Start Text block

The cover art, in black and white, is moody and evocative. This matches the poetry, which also has the grace to root itself in reality. Some of the poems herein are gritty, others cynical, and a few eerie. All are tactile, realistic, and noir. Not that metaphor is not present. Merely that everything is rooted in everyday things, daily sensations, quotidian thoughts.
A trial attorney, David E. Cowen is rooted in Galveston, TX. His tropes stem from what he experiences and has considered. Evoking crossed purposes, thwarted ambitions, and the dust of lost desires, his work here shares a mood with noir detective fiction and no-nonsense suspense. Tricks are eschewed in favor of concrete correlatives chosen carefully to bring the reader to a grounded, context-heavy realization.
“Seven Hauntings In Seven Storms: Galveston, TX”, a favorite of mine, offers glimpses of murders and crimes at a house spanning the years 1900 to 2008. Each vignette is chosen perfectly to reveal both situation and character. Each syllable carries us inexorably through a hall of horrors. It is like a dirge dancing a macabre with a medieval ballad, all in language plain enough for the crime pages of a newspaper.
“The Choice of the Last Child of Proveglia” shows us a parallel to the notorious Italian death isle, where plague victims were sent to die. Echoes of both defiance and despair captured by murderous intent are offered in counterpoint to a little girl’s insight as aristocrats are ushered toward execution. Passing through doors, led by axemen, she chooses instead of freedom to run toward another door, another axe, and certain death. Is it release? Is it fulfillment?

End Text block
Start Given data

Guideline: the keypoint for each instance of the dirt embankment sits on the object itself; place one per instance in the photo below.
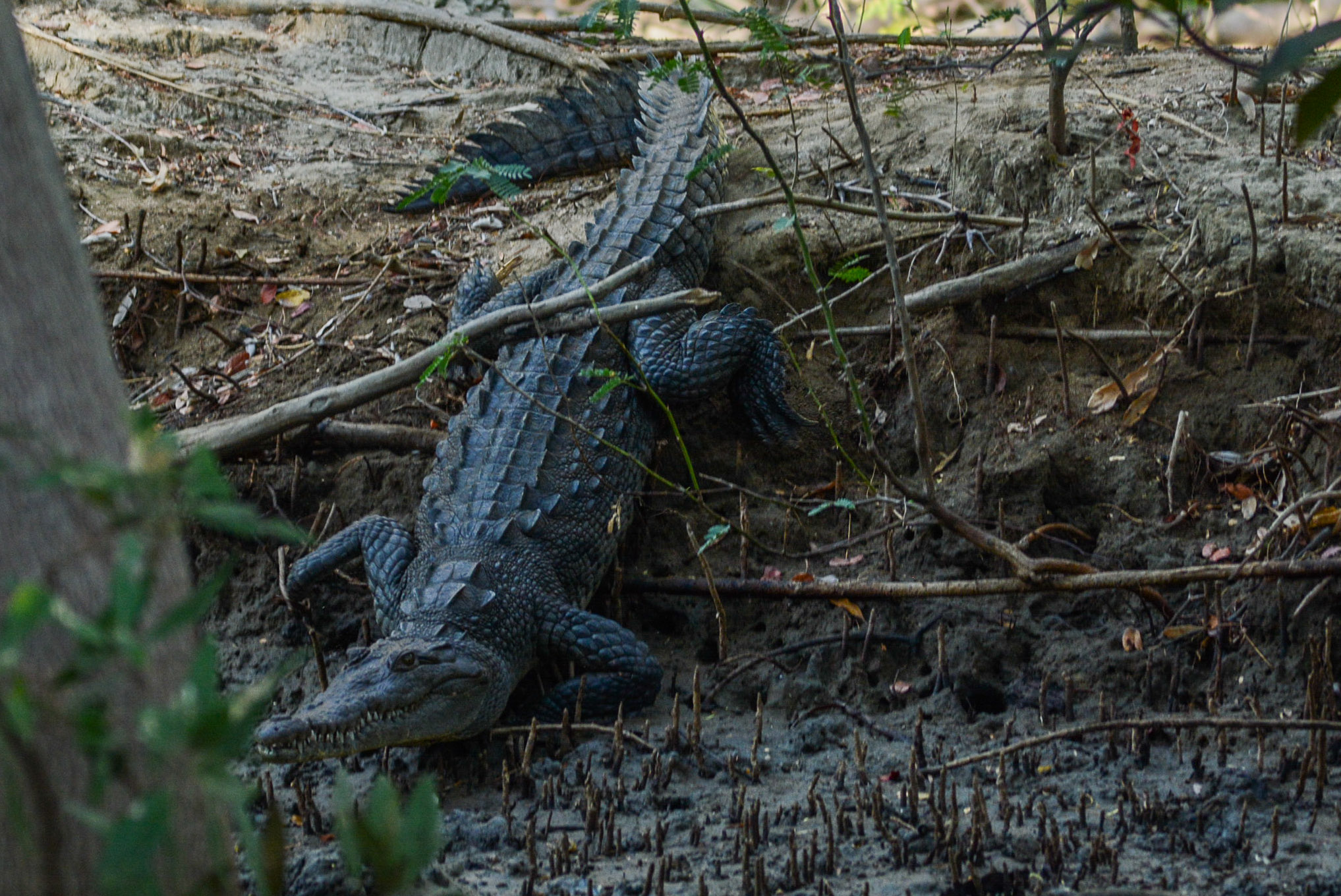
(279, 179)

End Given data

#### Problems to work on:
a - In the poetry review, reproduce word for word everything from "A trial attorney, David" down to "grounded, context-heavy realization.".
b - According to the poetry review, what span of years do the murders and crimes at the house in "Seven Hauntings In Seven Storms: Galveston, TX" cover?
c - Continue the poetry review from where it stops.

#### Per-task answers:
a -
A trial attorney, David E. Cowen is rooted in Galveston, TX. His tropes stem from what he experiences and has considered. Evoking crossed purposes, thwarted ambitions, and the dust of lost desires, his work here shares a mood with noir detective fiction and no-nonsense suspense. Tricks are eschewed in favor of concrete correlatives chosen carefully to bring the reader to a grounded, context-heavy realization.

b - 1900 to 2008

c -
I read this book in one sitting, mesmerized. The poems kept drawing me back to examine how this was done, why that was cited, what words carried the most impact. “Palmetto Ghosts” gives us a tour of a battlefield long forgotten, a place where spirits mingle with fog in a confused bleat of pain and death. “Prayer to the Killer of Children” makes explicit our cries into the void for surcease and understanding, cries never answered. The titular poem, “The Madness of Empty Spaces” discusses abandonment by theological concepts, ours and the deities we create.
“Gothique” mixes love, sex, and death with predatory chills and false assurances. It is overtly a poem of horror, not merely darkness.
Taken together, this is a consistently excellent collection throughout. Each poem pulls you into a moment, an insight, a world. As they flow together this collection demonstrates a unified effect, if not quite a theme. It gives the impression of a down-to-earth mind perceiving the eyes in the shadows most of us pass by every day. Definitely worth seeking out, The Madness of Empty Spaces by David E. Cowen did not quite make this year’s Stoker Award final ballot, but exposure to it lingers. Find a copy and see for yourself what quality dark poetry is all about.